Entries taken from a collection:
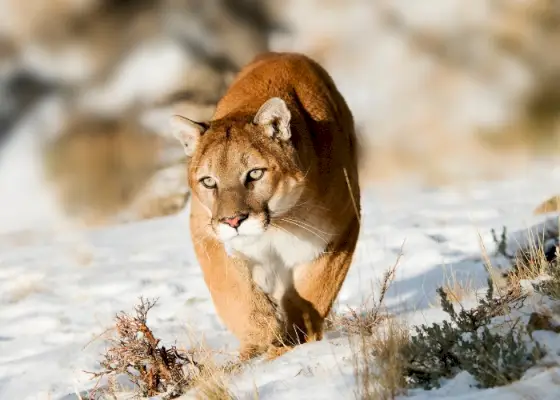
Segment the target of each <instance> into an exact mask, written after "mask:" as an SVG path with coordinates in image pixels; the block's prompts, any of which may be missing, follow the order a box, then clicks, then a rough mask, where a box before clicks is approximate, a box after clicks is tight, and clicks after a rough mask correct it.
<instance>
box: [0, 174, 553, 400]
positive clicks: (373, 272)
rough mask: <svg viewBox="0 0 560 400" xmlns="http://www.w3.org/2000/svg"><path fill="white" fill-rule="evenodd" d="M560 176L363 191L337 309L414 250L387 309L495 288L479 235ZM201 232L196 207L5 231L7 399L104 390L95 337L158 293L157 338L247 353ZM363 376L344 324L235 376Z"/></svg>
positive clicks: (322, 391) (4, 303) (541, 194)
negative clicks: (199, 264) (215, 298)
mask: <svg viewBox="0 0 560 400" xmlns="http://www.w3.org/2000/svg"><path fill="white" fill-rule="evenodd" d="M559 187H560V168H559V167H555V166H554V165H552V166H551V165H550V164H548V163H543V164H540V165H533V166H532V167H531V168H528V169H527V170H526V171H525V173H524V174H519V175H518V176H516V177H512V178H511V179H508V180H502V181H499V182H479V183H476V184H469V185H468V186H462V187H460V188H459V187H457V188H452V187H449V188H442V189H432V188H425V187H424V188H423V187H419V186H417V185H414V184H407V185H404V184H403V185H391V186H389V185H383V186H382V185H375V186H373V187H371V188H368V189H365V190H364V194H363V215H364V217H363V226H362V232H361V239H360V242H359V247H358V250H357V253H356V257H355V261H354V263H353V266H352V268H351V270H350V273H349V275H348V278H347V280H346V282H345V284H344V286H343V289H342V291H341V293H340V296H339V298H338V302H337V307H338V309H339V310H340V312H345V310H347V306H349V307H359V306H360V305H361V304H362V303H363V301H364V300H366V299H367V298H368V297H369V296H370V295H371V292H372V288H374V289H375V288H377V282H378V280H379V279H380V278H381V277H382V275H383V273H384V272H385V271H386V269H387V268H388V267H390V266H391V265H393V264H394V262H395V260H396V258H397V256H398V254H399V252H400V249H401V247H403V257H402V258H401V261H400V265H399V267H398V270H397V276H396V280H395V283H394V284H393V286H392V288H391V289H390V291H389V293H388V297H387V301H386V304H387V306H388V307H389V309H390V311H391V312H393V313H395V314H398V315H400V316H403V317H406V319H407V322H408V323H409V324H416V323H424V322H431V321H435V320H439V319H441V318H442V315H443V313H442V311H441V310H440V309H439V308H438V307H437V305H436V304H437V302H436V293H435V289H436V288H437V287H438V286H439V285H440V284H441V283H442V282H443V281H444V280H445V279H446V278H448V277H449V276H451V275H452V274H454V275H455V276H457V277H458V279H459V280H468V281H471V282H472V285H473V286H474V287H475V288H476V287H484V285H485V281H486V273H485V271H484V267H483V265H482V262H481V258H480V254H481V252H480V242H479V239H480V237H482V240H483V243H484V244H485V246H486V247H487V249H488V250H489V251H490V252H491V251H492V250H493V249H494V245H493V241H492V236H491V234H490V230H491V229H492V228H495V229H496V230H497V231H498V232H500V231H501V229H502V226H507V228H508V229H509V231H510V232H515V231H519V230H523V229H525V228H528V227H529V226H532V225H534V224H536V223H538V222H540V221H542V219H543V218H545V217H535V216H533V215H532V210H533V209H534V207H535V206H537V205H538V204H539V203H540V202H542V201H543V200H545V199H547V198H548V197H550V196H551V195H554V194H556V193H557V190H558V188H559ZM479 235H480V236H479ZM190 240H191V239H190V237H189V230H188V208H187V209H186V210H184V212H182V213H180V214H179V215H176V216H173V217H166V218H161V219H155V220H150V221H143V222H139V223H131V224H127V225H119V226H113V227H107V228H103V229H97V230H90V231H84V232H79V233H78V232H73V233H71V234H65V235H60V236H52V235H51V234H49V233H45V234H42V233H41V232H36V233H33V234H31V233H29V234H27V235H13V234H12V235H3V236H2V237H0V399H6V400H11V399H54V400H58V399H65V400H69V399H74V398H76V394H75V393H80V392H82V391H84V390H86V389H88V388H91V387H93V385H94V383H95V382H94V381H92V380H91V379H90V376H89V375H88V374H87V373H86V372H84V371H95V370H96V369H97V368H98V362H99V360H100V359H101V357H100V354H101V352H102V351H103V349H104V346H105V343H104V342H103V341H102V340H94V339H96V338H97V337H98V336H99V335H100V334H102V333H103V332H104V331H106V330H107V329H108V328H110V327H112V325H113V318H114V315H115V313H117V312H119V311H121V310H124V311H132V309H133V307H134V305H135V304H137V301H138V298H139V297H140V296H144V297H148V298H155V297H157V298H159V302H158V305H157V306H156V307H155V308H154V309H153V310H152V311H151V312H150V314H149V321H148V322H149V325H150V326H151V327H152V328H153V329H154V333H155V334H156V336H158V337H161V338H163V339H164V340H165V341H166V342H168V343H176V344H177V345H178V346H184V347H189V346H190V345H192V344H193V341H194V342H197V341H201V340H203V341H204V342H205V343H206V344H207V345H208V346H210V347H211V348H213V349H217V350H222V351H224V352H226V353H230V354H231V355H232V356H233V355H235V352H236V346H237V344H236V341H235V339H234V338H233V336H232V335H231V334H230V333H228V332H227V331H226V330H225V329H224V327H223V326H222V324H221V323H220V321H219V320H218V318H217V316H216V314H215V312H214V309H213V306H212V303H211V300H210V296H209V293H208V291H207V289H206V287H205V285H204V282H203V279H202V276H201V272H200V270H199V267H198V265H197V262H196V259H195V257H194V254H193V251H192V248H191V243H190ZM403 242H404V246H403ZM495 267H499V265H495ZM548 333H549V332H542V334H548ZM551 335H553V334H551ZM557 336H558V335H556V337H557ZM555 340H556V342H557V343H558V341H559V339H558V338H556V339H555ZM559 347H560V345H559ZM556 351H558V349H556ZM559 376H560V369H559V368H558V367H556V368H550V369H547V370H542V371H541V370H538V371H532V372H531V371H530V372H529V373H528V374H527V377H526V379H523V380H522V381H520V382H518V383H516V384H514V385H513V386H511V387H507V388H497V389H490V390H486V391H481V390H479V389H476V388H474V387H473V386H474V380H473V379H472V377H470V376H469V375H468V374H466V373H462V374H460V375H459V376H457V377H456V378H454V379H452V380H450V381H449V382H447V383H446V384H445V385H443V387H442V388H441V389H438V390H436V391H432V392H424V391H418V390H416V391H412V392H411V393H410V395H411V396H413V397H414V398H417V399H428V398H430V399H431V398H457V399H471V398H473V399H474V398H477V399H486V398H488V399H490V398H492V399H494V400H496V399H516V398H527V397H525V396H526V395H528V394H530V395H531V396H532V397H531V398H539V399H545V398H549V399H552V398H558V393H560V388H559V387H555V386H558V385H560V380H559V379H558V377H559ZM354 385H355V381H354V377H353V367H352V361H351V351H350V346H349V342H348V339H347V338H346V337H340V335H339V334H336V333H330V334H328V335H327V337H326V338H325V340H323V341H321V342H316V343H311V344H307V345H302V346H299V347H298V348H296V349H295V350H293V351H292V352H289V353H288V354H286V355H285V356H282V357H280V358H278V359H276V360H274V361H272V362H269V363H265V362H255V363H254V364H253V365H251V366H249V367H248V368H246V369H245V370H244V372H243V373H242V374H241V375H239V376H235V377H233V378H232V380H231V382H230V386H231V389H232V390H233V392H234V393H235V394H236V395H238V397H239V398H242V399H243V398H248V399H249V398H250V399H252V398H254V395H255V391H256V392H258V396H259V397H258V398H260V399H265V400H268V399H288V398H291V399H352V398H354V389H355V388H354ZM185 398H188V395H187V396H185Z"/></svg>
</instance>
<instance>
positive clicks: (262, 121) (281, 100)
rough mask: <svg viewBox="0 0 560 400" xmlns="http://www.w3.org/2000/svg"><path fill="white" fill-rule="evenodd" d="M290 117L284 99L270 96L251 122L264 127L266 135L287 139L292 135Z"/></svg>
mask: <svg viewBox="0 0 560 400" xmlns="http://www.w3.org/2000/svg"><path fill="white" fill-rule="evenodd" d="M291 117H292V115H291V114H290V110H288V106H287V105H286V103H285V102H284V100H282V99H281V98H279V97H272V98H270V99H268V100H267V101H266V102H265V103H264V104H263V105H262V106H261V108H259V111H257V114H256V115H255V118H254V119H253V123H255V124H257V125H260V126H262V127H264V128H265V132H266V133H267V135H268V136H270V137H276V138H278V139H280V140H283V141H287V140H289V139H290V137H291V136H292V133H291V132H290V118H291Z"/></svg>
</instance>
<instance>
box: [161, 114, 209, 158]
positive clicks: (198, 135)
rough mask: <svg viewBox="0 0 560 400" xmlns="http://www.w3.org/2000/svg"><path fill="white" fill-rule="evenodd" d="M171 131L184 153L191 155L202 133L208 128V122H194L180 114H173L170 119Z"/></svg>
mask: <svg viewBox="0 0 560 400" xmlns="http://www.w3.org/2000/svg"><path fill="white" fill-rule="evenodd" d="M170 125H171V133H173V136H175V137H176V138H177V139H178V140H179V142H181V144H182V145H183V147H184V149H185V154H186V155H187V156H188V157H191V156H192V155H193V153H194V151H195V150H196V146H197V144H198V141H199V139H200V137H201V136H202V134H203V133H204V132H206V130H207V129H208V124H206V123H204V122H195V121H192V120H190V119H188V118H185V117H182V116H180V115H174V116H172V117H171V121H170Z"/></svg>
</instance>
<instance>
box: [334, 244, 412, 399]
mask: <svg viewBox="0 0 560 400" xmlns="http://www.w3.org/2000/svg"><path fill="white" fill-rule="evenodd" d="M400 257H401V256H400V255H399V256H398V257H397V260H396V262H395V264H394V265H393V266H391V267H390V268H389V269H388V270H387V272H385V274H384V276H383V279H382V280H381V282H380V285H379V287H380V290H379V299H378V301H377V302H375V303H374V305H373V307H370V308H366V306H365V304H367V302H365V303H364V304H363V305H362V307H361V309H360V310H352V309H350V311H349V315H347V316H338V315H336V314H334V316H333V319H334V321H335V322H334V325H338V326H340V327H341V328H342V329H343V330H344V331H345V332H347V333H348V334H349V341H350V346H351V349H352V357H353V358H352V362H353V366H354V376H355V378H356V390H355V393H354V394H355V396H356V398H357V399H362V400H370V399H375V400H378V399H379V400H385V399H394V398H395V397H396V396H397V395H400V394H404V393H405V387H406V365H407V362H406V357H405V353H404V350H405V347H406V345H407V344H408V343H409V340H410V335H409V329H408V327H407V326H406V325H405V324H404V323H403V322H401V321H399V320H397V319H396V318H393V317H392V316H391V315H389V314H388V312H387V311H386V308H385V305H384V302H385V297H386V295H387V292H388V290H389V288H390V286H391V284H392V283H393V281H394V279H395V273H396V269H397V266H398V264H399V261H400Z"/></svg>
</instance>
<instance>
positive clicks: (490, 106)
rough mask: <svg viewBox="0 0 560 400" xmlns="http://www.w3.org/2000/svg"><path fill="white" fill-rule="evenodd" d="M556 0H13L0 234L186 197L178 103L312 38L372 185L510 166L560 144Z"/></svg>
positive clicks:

Aim of the exercise:
All lines from the one holding "positive clicks: (490, 106)" through the end of the entries need to be given again exactly. Leave out the others.

Task answer:
positive clicks: (490, 106)
rough mask: <svg viewBox="0 0 560 400" xmlns="http://www.w3.org/2000/svg"><path fill="white" fill-rule="evenodd" d="M556 0H13L0 234L186 197L178 103L312 38L372 185L510 166L560 144Z"/></svg>
positive clicks:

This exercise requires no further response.